■ **EXCERPTED TEXT**
Father I place into Your Hands

Today I discovered that I could not apply for the school places for Joseph out of county quite as readily as we had hoped. We cannot apply through Cambridgeshire if we do not live there, or have two applications open. We can apply to out of county schools through the Suffolk application website, but only if they list them. All three we preferred were not on the (extensive) list of primaries.

And having made two (count them…. two!) phone calls to numbers beginning with ‘your call is important to us’, I emailed Suffolk for advice.

It wasn’t simple: we need to apply online as we are away on the results day and may need to action Lily’s school place or house move details immediately, or make decisions about the second round applications. We are trusting that God is calling us to a specific area. We have already visited some schools and have plans to view more of the area this week. And the deadline is in 8 days.

I got an out-of-office reply stating that Suffolk were away and might take ten working days (count them… ten!) to reply. This could indeed affect our chances.

■ **GIVEN MATERIAL**
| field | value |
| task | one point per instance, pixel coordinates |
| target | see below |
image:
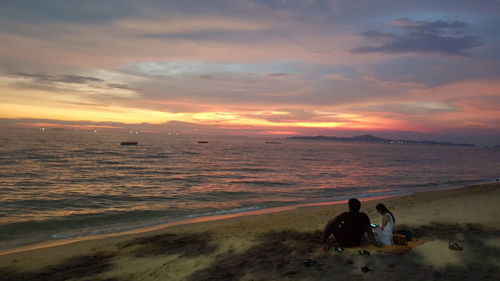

■ **OBJECTIVE**
Pick up the post about applying for Joseph's school place and continue it after its final sentence. The material is separate from the post about applying for Joseph's school place.

■ **EXERCISE ANSWER**
We’d already stepped out of the boat in faith. We’d already taken risks. There’s no Janus look-both-ways option here. If you try and run back to the boat you won’t stay up.

So I called on my friends, and my friends reminded me to call on Jesus. His Grace continues to cover me and carry me Outrageously. He lifts me, dries me, laughs. And 60 seconds before I’m supposed to be at school (count them… 60!) the phone rings. Withheld number. Might it be Tony, our regular wrong-number guy, calling for Peter, desperate for a visit? Or a company wishing to extol the virtues of government-encouraged schemes and am I in the 55-85 bracket? Or my sister, calling from colder climes?

Usually I ignore Withheld. Today I picked up. Today a lovely lady from Suffolk explained how she’d fixed the problem, approved of our pragmatism and was utterly professional. Their call was important to me. Thank you Marie Withheld from Suffolk. And thank you friends who remind me to face the right way when stepping out of the boat. And thank you Jesus for the outrageous grace – again.